TRECHO FORNECIDO:

A ONU E OS CONFLITOS INTERNACIONAIS; PRESENÇA BRASILEIRA EM FORÇAS DE MANUTENÇÃO DE PAZ
Ivo de Albuquerque, Associado Emérito, ex-Titular da Cadeira n.º 39 – Patrono Walter João Bretz, falecido

 

OBJETIVOS:

– Ressaltar a importância da atuação da ONU no Cenário Mundial;

– Preservar a memória e a presença brasileira em missões internacionais de paz;

– Resgatar a importância do fato histórico representado pela contribuição militar brasileira à conquista do Prêmio Nobel da Paz em 1988 pelas forças de manutenção da paz nas Nações Unidas.

INTRODUÇÃO

A HISTÓRIA, já dizia Cícero, é a senhora dos tempos, a vida da memória.

“Para ser de utilidade ao homem ela necessita ter sempre por escopo a Verdade e a Justiça e, nesse sentido, deve assentar-se em duas condicionantes básicas: o seu registro e a sua veracidade. Sem verdade, ela se desvirtua, e sem registro, ela se perde, além de ser também passível de deformação.”

Nesta homenagem que rendemos à ONU em seu 55º aniversário de criação, rememoramos os esforços desenvolvidos através de décadas, visando a construção de uma ordem jurídica internacional.

Consideramos oportuno também associar a essa comemoração, um tributo de reconhecimento à presença e à conduta de patrícios nossos, militares em sua quase totalidade, em ações pacificadoras levadas a efeito em diferentes regiões do planeta, sob a égide das Nações Unidas. Tal reconhecimento decorre do propósito que nos anima a todos os patriotas que somos, no sentido de difundir e ressaltar fatos e feitos que nos engrandecem como pessoas, como cidadãos, como povo e como Nação.

I – O SISTEMA ONU

A necessidade de existência de um organismo internacional que promovesse a harmonia entre os povos vinha sendo sentida desde fins do século passado, a partir de quando ocorreu uma série continuada de movimentos em prol da criação de uma sociedade capaz de prevenir a guerra.

INSTRUÇÃO 1: Reproduza sem nenhuma alteração os registros abaixo, desde a linha que contém "Reviewer note: make sure each instance of the pale" até o final deles, incluindo essa linha.

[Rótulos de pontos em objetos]
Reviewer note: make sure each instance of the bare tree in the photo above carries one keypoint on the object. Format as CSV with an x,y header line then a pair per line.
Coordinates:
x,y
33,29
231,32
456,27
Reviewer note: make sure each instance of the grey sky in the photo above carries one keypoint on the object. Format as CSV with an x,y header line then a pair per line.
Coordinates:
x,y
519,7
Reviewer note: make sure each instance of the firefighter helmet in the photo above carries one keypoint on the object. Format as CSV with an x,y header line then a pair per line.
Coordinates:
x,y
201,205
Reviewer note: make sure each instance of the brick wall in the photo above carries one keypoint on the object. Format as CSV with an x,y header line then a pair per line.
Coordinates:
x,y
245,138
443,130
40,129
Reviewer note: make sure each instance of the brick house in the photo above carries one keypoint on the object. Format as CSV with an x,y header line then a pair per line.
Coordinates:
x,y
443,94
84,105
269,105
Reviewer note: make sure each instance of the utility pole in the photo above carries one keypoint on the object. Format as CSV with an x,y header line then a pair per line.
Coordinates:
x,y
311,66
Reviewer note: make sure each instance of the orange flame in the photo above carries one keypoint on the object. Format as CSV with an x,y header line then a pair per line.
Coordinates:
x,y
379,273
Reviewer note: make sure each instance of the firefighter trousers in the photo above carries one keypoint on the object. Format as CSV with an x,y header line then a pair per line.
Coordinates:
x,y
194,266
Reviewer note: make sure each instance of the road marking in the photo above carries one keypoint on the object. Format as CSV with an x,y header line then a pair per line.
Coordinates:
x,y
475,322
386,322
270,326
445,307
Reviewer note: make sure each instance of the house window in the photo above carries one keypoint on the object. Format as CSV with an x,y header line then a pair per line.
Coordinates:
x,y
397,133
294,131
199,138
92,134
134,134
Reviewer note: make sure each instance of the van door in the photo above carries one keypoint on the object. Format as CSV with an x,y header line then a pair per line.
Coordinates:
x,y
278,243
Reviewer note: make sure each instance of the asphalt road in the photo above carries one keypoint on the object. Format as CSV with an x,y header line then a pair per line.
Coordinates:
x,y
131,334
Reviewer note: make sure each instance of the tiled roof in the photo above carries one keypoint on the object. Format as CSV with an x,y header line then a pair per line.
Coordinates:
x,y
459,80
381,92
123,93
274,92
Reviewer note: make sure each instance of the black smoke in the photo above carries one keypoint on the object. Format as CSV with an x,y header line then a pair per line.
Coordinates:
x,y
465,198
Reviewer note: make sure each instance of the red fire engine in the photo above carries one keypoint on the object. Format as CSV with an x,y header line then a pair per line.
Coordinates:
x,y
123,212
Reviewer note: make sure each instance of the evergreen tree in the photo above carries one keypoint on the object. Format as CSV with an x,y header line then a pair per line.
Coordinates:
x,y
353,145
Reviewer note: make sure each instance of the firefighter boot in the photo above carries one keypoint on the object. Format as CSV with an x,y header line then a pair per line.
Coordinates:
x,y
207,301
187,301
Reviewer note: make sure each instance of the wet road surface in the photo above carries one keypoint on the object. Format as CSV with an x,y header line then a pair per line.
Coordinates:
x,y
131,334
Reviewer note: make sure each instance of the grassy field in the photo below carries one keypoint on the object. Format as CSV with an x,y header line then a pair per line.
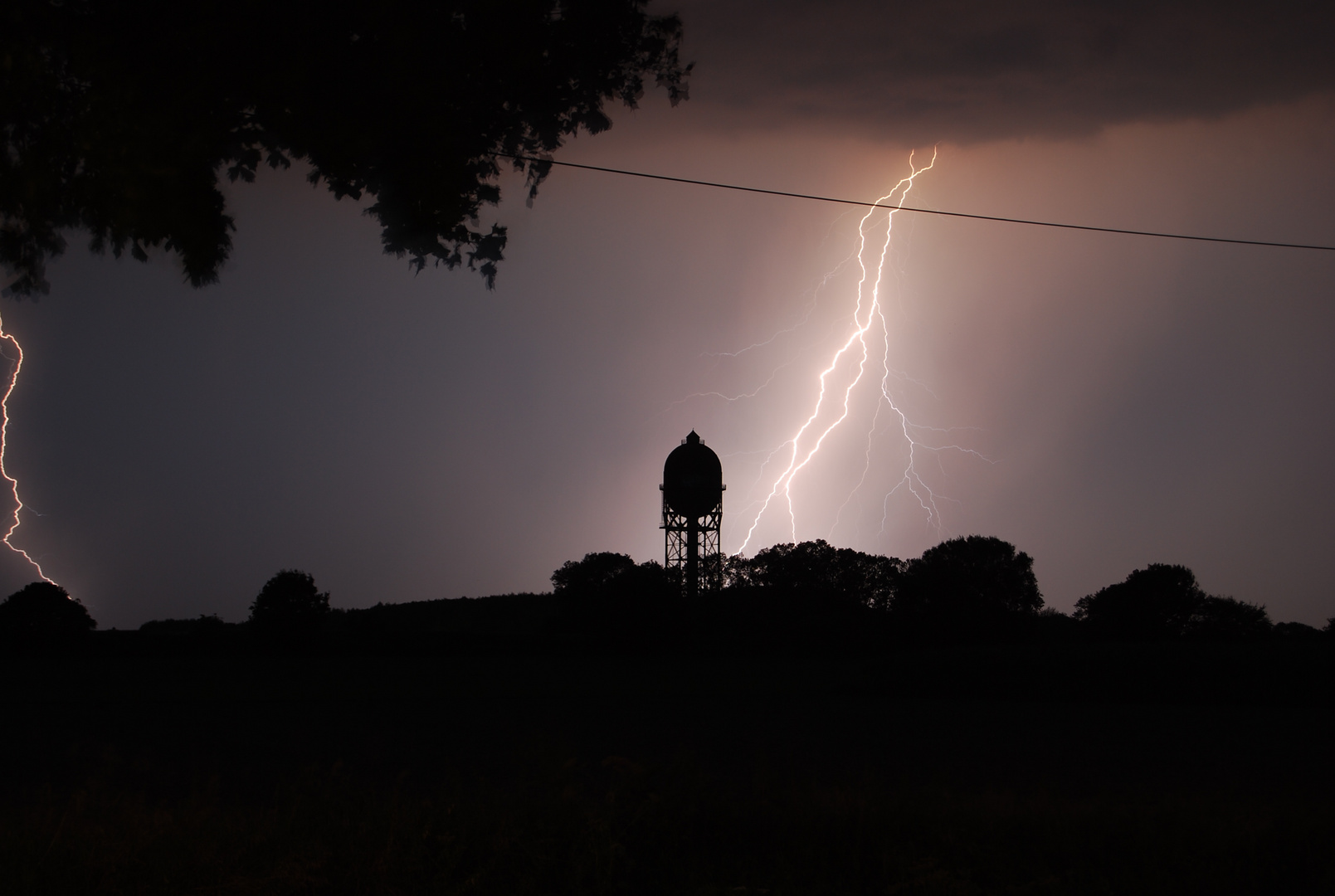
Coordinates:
x,y
914,773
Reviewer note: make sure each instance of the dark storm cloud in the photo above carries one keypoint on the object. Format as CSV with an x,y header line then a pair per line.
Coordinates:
x,y
971,70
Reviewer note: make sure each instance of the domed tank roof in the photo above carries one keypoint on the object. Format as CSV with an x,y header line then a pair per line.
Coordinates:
x,y
693,479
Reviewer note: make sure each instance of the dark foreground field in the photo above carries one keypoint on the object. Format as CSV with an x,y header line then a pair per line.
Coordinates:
x,y
966,771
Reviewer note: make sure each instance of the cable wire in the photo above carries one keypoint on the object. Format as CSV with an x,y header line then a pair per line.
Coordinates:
x,y
916,212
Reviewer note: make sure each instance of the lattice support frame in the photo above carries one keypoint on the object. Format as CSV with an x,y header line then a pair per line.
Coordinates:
x,y
693,549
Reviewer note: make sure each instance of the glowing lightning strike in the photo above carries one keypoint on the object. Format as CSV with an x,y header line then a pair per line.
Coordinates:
x,y
802,451
4,431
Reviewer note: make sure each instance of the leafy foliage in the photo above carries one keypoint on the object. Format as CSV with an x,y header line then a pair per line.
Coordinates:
x,y
844,574
43,613
290,604
116,118
968,585
1164,601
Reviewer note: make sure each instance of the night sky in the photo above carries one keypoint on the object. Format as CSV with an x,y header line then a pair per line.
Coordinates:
x,y
410,437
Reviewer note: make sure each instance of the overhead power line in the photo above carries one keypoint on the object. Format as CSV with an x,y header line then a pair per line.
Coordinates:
x,y
916,212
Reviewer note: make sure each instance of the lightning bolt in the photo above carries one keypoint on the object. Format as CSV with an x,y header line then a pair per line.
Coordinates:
x,y
806,444
4,436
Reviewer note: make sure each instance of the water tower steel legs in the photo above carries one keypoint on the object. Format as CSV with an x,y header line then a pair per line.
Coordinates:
x,y
693,549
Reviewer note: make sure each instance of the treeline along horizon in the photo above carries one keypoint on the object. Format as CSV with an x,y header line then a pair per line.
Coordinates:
x,y
792,597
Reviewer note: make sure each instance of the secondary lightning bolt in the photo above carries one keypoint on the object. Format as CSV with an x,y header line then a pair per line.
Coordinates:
x,y
4,436
809,438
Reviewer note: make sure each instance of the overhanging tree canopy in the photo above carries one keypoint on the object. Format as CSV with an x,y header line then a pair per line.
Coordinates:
x,y
118,116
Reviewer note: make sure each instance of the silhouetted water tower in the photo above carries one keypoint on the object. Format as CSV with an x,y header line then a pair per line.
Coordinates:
x,y
693,513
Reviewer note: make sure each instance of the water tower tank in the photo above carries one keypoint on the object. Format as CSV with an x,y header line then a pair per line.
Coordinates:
x,y
693,516
693,479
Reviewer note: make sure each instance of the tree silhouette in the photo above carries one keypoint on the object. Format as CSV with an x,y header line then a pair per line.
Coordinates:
x,y
1164,601
841,573
118,116
290,604
43,615
594,572
967,587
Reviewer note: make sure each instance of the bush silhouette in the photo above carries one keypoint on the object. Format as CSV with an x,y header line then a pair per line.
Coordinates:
x,y
1164,601
967,587
41,615
290,604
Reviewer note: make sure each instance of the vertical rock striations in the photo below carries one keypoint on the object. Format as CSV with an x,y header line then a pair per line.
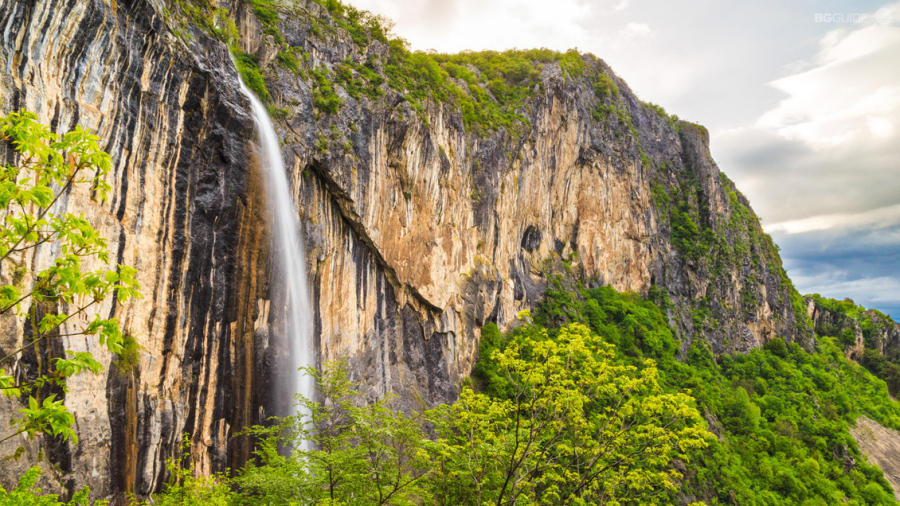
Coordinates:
x,y
185,211
419,228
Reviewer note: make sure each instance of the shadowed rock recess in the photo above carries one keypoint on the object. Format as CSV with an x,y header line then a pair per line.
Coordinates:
x,y
419,226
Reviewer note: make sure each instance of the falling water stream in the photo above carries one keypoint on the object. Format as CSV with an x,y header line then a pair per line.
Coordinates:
x,y
288,250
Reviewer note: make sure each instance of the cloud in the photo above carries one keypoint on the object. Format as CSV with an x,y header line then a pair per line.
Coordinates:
x,y
828,152
805,115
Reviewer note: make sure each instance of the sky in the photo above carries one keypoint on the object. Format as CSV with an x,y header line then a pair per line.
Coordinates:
x,y
802,100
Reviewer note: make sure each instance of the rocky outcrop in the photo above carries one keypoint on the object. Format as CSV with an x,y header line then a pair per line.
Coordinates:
x,y
418,230
185,211
881,446
861,328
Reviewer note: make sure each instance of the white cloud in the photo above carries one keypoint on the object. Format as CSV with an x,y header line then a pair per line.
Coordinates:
x,y
850,97
874,219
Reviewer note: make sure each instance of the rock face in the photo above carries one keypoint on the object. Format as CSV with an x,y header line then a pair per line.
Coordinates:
x,y
418,231
869,328
882,446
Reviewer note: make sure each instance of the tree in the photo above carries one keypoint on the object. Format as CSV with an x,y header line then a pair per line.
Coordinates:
x,y
576,428
59,300
569,426
339,451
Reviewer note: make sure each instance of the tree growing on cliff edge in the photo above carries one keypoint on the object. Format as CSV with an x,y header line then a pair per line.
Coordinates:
x,y
570,426
55,303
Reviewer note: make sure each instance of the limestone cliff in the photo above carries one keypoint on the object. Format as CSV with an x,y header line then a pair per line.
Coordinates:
x,y
419,228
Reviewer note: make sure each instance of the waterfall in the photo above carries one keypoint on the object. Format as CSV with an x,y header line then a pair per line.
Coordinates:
x,y
288,251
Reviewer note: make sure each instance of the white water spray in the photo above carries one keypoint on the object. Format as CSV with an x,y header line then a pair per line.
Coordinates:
x,y
289,250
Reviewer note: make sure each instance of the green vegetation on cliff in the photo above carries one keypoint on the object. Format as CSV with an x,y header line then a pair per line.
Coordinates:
x,y
782,414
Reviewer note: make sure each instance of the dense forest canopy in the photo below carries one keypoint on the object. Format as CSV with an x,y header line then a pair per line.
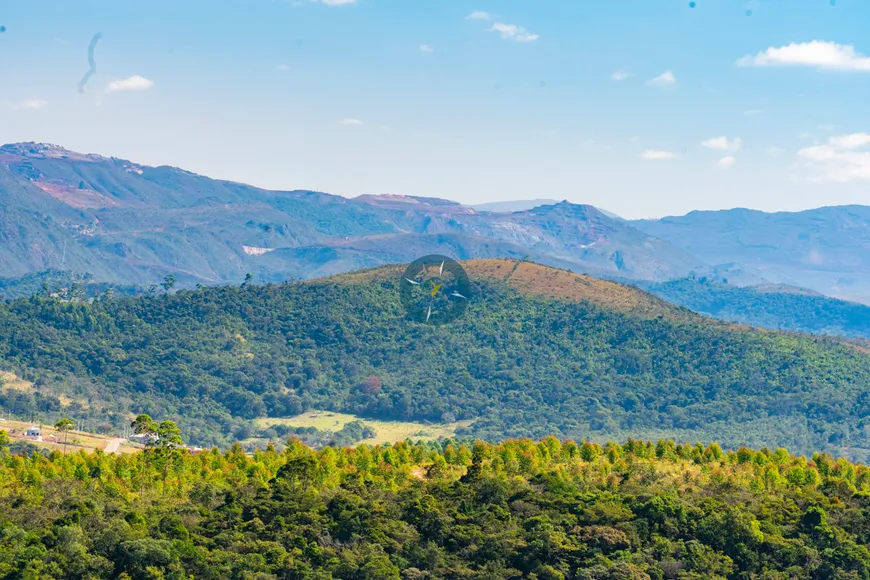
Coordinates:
x,y
547,510
610,362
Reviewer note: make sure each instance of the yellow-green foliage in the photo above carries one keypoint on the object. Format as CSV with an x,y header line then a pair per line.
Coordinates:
x,y
519,509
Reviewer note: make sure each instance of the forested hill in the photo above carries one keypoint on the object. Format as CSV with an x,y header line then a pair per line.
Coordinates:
x,y
767,306
539,352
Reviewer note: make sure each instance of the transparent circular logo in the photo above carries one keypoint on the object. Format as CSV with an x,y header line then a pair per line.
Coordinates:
x,y
434,290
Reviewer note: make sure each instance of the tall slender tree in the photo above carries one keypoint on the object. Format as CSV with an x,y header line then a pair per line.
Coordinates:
x,y
64,426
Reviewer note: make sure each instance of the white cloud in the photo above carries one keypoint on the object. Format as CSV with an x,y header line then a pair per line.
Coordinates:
x,y
479,15
653,155
842,158
666,79
851,141
723,143
30,104
726,162
513,32
134,83
817,54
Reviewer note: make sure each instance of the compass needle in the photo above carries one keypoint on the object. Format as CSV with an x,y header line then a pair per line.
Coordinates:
x,y
437,290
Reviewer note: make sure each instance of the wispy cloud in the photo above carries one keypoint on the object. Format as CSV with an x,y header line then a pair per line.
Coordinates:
x,y
30,105
134,83
513,32
841,159
653,155
666,79
479,15
723,143
817,54
726,162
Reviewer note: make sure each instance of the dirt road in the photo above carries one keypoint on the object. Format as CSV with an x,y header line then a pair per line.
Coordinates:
x,y
112,445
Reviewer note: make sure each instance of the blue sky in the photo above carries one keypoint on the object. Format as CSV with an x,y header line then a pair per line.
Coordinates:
x,y
525,99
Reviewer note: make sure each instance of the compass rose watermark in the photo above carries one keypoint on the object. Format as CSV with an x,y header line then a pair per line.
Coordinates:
x,y
435,290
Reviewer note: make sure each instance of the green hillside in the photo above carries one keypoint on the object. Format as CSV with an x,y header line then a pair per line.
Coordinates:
x,y
519,510
767,306
539,352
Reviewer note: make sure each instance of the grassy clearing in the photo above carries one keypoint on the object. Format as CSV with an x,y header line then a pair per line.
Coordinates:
x,y
387,431
10,380
77,440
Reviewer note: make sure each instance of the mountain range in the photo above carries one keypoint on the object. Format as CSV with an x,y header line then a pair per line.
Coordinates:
x,y
540,351
123,223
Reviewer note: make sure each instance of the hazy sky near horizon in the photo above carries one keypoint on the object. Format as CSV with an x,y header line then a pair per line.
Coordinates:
x,y
645,108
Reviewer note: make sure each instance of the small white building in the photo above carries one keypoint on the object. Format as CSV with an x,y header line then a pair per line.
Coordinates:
x,y
144,438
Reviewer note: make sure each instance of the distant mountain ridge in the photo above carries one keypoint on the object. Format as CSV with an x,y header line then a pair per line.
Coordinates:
x,y
825,249
128,223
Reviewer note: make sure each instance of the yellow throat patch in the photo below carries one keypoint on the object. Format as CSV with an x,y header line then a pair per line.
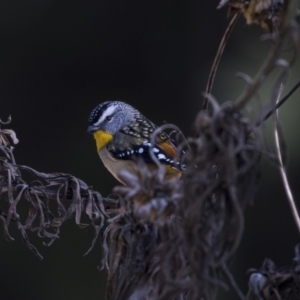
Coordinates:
x,y
102,139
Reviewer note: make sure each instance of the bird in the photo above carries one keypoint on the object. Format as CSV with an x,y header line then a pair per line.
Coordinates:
x,y
124,135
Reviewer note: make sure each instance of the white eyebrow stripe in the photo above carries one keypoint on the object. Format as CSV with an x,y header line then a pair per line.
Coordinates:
x,y
106,113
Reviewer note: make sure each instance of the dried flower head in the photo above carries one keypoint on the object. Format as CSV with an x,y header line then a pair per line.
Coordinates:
x,y
267,13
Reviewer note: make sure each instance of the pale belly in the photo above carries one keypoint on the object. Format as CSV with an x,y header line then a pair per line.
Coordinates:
x,y
116,165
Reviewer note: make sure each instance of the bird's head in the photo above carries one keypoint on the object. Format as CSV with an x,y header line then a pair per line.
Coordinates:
x,y
107,119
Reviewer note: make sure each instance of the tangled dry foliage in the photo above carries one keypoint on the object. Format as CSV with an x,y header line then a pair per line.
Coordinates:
x,y
168,239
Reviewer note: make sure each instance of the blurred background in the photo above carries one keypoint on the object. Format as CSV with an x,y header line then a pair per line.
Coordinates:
x,y
59,59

INSTRUÇÃO 2: Devolva, copiado fielmente do texto sobre a ONU e as missões de paz, tudo o que vai de "Consideramos oportuno também" até "e como Nação.".

RESOLUÇÃO COMENTADA 1:
Reviewer note: make sure each instance of the pale belly in the photo above carries one keypoint on the object. Format as CSV with an x,y header line then a pair per line.
Coordinates:
x,y
116,165
Reviewer note: make sure each instance of the bird's head in the photo above carries one keypoint on the object. Format as CSV with an x,y header line then a pair per line.
Coordinates:
x,y
107,119
Reviewer note: make sure each instance of the tangled dry foliage in the photo above carries one keypoint on the object. Format as CSV with an x,y header line then a pair per line.
Coordinates:
x,y
168,239
Reviewer note: make sure each instance of the blurred background in the photo above carries one keypoint on the object. Format as CSV with an x,y header line then a pair per line.
Coordinates:
x,y
59,59

RESOLUÇÃO COMENTADA 2:
Consideramos oportuno também associar a essa comemoração, um tributo de reconhecimento à presença e à conduta de patrícios nossos, militares em sua quase totalidade, em ações pacificadoras levadas a efeito em diferentes regiões do planeta, sob a égide das Nações Unidas. Tal reconhecimento decorre do propósito que nos anima a todos os patriotas que somos, no sentido de difundir e ressaltar fatos e feitos que nos engrandecem como pessoas, como cidadãos, como povo e como Nação.